- [Exercise directions]:
All of the records are to be copied out exactly, with nothing left out.
*** Information ***
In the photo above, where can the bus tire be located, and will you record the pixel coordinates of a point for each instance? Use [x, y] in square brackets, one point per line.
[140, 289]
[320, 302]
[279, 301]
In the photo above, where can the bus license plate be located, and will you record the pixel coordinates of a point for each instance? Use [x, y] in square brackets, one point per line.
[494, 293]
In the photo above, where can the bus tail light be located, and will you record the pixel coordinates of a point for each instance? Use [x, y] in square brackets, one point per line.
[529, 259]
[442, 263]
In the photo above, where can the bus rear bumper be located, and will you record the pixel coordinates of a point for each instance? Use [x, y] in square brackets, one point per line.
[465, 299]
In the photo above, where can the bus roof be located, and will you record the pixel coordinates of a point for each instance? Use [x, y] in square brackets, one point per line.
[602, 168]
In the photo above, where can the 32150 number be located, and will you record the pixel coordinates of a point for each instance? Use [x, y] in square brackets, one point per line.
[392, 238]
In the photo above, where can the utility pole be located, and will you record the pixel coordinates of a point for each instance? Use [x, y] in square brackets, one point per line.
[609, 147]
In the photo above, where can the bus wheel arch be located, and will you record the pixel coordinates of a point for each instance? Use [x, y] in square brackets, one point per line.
*** End of Information ***
- [Answer below]:
In the photo above, where can the bus tire be located, and will you record the pixel coordinates of a point for each instance? Use [x, y] in square brackets, one point per line.
[140, 289]
[320, 302]
[279, 301]
In the photo above, where can the bus license plate be located, and will you record the pixel coordinates of a point for each instance? Use [x, y] in square brackets, one point per line.
[494, 293]
In the photo above, where can the bus tail light be located, and will you record the pixel coordinates of a point for each instance? Use [x, y] in square brackets, one point per line.
[529, 259]
[442, 263]
In the photo above, where can the bus rear bumper be located, and will you record the pixel coordinates of a point for each instance? Use [x, y] in square brackets, one point per line.
[465, 299]
In the photo above, where can the bus roof be located, and will you record the pixel coordinates of a point for each instance? Use [x, y] in square brackets, one point per line.
[602, 168]
In the photo above, where can the 32150 number be located, and will you record the pixel coordinates of a point for each instance? Use [x, y] in square brackets, one point per line.
[392, 238]
In the photo above, where can the utility pole be located, and will you record the pixel coordinates of a point for each instance? Use [x, y] in square brackets, one point per line.
[609, 147]
In the photo above, where can the bus wheel arch be located, and will you record the pixel coordinates of a point for each instance? Use [x, y] in square brackets, one point per line.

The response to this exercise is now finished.